→ **WHAT IS BEING ASKED**:
Transcribe all records exactly.

→ **DATASET RECORDS**:
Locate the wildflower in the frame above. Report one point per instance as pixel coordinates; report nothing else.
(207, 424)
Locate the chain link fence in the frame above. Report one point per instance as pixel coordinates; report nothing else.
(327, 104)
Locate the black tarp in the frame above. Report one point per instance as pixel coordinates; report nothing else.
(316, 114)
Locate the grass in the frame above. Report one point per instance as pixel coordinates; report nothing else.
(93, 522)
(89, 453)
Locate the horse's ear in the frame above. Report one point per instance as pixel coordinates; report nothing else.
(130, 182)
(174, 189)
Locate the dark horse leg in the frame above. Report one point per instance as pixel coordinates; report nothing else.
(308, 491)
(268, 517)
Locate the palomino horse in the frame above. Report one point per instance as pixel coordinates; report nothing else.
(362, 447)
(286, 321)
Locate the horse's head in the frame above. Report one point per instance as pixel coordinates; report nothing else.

→ **RESPONSE**:
Locate the wildflower in the frame above. Report one point per instance as pixel coordinates; report nothing else.
(207, 424)
Locate the chain link fence in the frame above. Report one point per instance as pixel coordinates; report nothing else.
(327, 104)
Locate the black tarp in the frame above. Report one point per instance as pixel coordinates; report nothing else.
(316, 114)
Locate the grass in the frame above. Report one point per instance as pixel coordinates; report nothing else.
(93, 522)
(89, 453)
Locate the horse's ear in the frame above. Report one point per instance as pixel coordinates; report nothing else.
(130, 182)
(174, 189)
Locate the dark horse leg in the frame above. Report one point per instance as pixel coordinates; report nothing else.
(308, 491)
(268, 517)
Locate the palomino horse in the frame above. Report one point per instance as pixel coordinates; report nothing else.
(362, 447)
(286, 321)
Locate the horse's head in the frame above. Report one point per instance as pixel coordinates; report nothing else.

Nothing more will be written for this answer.